Segment Start: INFORMATION GIVEN

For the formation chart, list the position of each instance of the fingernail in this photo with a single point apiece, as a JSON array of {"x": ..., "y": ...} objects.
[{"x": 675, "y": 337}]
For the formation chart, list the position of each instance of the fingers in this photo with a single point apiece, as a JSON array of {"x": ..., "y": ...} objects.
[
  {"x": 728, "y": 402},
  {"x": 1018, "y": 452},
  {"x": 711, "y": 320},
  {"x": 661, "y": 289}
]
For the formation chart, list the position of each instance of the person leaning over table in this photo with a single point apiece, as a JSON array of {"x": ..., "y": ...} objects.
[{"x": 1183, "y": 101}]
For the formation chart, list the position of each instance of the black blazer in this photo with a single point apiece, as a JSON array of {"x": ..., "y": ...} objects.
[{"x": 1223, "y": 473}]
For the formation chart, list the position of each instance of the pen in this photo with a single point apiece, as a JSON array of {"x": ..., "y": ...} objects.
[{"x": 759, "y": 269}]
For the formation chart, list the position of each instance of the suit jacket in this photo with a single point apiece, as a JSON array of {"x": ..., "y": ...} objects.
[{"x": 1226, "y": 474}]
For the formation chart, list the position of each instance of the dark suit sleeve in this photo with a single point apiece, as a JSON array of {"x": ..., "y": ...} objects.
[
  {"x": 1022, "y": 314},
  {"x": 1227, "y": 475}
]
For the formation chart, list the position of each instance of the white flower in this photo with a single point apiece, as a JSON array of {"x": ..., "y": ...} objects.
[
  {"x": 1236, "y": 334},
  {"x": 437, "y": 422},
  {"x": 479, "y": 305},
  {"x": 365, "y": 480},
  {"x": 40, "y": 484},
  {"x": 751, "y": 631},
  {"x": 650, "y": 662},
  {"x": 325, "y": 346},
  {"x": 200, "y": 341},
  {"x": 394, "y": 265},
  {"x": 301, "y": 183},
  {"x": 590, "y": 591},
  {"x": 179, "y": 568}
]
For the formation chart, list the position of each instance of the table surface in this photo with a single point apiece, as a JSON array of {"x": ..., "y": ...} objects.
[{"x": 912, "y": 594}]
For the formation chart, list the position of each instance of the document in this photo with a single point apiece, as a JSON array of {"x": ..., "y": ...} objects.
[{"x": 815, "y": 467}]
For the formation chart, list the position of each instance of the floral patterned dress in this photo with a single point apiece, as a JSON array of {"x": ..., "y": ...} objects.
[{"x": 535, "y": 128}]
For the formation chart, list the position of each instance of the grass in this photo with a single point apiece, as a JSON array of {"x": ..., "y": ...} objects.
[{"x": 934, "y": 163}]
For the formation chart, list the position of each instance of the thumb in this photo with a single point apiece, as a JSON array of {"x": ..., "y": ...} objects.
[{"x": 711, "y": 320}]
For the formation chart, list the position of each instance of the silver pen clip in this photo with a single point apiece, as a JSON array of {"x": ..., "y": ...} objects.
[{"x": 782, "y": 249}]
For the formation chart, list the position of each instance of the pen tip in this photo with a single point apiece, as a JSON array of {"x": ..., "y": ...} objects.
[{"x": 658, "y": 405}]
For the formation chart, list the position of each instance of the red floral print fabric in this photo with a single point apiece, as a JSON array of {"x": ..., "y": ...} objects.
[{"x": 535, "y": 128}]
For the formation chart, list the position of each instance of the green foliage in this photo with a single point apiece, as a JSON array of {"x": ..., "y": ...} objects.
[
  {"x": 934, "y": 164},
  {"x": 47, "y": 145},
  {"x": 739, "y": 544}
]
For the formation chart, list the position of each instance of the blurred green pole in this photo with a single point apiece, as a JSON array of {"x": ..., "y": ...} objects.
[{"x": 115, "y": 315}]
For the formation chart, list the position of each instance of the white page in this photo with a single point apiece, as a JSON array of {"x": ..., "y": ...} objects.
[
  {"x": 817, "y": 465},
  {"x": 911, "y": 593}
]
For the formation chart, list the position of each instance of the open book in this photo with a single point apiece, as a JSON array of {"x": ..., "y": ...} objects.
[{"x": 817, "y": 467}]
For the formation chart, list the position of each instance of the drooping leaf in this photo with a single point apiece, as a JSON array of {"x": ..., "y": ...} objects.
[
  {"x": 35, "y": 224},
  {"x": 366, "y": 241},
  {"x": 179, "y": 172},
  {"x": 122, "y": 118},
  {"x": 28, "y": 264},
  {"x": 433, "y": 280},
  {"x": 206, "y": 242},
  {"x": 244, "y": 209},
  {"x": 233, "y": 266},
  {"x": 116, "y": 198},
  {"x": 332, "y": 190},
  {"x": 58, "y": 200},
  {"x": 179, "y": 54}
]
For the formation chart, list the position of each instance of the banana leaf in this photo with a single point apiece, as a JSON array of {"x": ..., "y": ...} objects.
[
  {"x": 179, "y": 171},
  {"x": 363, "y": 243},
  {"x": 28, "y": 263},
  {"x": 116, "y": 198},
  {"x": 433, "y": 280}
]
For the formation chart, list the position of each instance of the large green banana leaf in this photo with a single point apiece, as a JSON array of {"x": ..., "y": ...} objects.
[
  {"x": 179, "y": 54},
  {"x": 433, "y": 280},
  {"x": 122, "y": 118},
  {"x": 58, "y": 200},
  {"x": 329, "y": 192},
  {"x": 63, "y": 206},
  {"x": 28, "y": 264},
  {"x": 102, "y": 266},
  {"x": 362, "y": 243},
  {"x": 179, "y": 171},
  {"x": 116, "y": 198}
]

Segment End: INFORMATION GIVEN

**YOUR ASSIGNMENT:** I would like you to output every record exactly as written.

**RESULT BELOW:**
For the formation chart, list the position of each instance of the fingernail in this photo with a single point apiece, as a JSON array of {"x": ..., "y": ...} objects.
[{"x": 675, "y": 337}]
For the formation chart, list the position of each instance of the fingers in this photo with a single point apiece, as a JSON array of {"x": ..., "y": ...} objects.
[
  {"x": 728, "y": 402},
  {"x": 1018, "y": 452},
  {"x": 711, "y": 320},
  {"x": 661, "y": 289}
]
For the formation chart, list the position of each instance of the person leaning over table in this photo with a single point apiece, as a JSON array of {"x": ..., "y": ...} objects.
[{"x": 1183, "y": 101}]
For the formation chart, list the position of each instance of the black blazer in this photo with a single point apiece, as a JSON array of {"x": ..., "y": ...} objects.
[{"x": 1223, "y": 473}]
For the formation chart, list the position of each instance of the pen in this photo with a single point apiece, as a JSON array of {"x": ..., "y": ...} objects.
[{"x": 759, "y": 269}]
For the formation chart, list the position of each instance of the suit jacket in this photo with a single point apiece, as a JSON array of {"x": ..., "y": ...} objects.
[{"x": 1226, "y": 474}]
For the formation chart, list the position of each instance of the dark suit sleeve in this photo with a single point apiece, as a JSON array of {"x": ..., "y": ...} objects.
[
  {"x": 1022, "y": 314},
  {"x": 1227, "y": 475}
]
For the formation chart, list the position of each instance of the white flower in this photo with a single point apiece, as a JSON array of {"x": ..., "y": ...} objects.
[
  {"x": 1236, "y": 334},
  {"x": 437, "y": 422},
  {"x": 479, "y": 305},
  {"x": 365, "y": 480},
  {"x": 40, "y": 484},
  {"x": 751, "y": 631},
  {"x": 650, "y": 662},
  {"x": 325, "y": 346},
  {"x": 200, "y": 341},
  {"x": 394, "y": 265},
  {"x": 301, "y": 183},
  {"x": 590, "y": 591},
  {"x": 179, "y": 568}
]
For the formation chart, list the position of each instance of the table surface in this photo with a single point apiece, as a JSON array of {"x": ..., "y": ...} objects.
[{"x": 912, "y": 594}]
For the formation chart, list the position of each instance of the document in this photo with a single point apiece, as a JSON array of {"x": ..., "y": ...} objects.
[{"x": 815, "y": 467}]
For the formation chart, list the position of each instance of the floral patterned dress in this photo with a single point apiece, as a JSON array of {"x": ..., "y": ...} objects.
[{"x": 535, "y": 128}]
For the formation chart, list the position of each instance of the grass in this photo with a single point apiece, as a JSON array of {"x": ..., "y": ...} objects.
[{"x": 934, "y": 163}]
For the formation chart, list the position of each instance of the thumb in this photo with a single point apiece, as a JSON array of {"x": ..., "y": ...} objects.
[{"x": 711, "y": 320}]
For the formation chart, list the position of each instance of the silver pen clip in this photo with a single point apiece, as a JSON array of {"x": ..., "y": ...} objects.
[{"x": 782, "y": 249}]
For the formation chart, list the position of each instance of the pen tip in this photo with a single point apiece, as a JSON array of {"x": ..., "y": ...} objects.
[{"x": 658, "y": 405}]
For the formation chart, list the position of each instance of the red floral print fabric in this photo with a single point apiece, as a JSON array of {"x": ..., "y": ...} objects.
[{"x": 535, "y": 128}]
For the formation chart, list the position of each instance of the green foliage in this photo with a single point apiece, as a JSON array of {"x": ..., "y": ...} objects.
[
  {"x": 934, "y": 164},
  {"x": 47, "y": 145},
  {"x": 739, "y": 544}
]
For the formation chart, list the position of each instance of the blurred green pole in this photo with a single point apiece, as a JSON array of {"x": ..., "y": ...} objects.
[{"x": 115, "y": 315}]
For the formation chart, list the position of each instance of the white page in this photo with a single point apiece, as a JSON array of {"x": ..., "y": ...} objects.
[
  {"x": 817, "y": 465},
  {"x": 911, "y": 593}
]
For the formation chart, list the position of each instance of the open book in this photo with a single point apiece, as a JSON array of {"x": ..., "y": ...} objects.
[{"x": 817, "y": 467}]
For the formation chart, list the position of each instance of the drooping leaf in this photo with a single point apiece, as a JSON array of {"x": ..., "y": ...} objects.
[
  {"x": 35, "y": 224},
  {"x": 366, "y": 241},
  {"x": 179, "y": 172},
  {"x": 122, "y": 118},
  {"x": 28, "y": 264},
  {"x": 433, "y": 280},
  {"x": 206, "y": 242},
  {"x": 244, "y": 209},
  {"x": 233, "y": 266},
  {"x": 116, "y": 198},
  {"x": 332, "y": 190},
  {"x": 58, "y": 200},
  {"x": 179, "y": 54}
]
For the formation chart, list the position of each instance of the banana leaf in this photo with a single point apiece, as a JSON array of {"x": ..., "y": ...} objects.
[
  {"x": 179, "y": 171},
  {"x": 363, "y": 243},
  {"x": 28, "y": 263},
  {"x": 116, "y": 198},
  {"x": 433, "y": 280}
]
For the formation chart, list the position of each instance of the large green banana leaf in this photo with a single point apiece, as a JSON array of {"x": ..., "y": ...} objects.
[
  {"x": 179, "y": 54},
  {"x": 433, "y": 280},
  {"x": 122, "y": 118},
  {"x": 58, "y": 200},
  {"x": 329, "y": 192},
  {"x": 63, "y": 206},
  {"x": 28, "y": 264},
  {"x": 102, "y": 266},
  {"x": 362, "y": 243},
  {"x": 179, "y": 171},
  {"x": 116, "y": 198}
]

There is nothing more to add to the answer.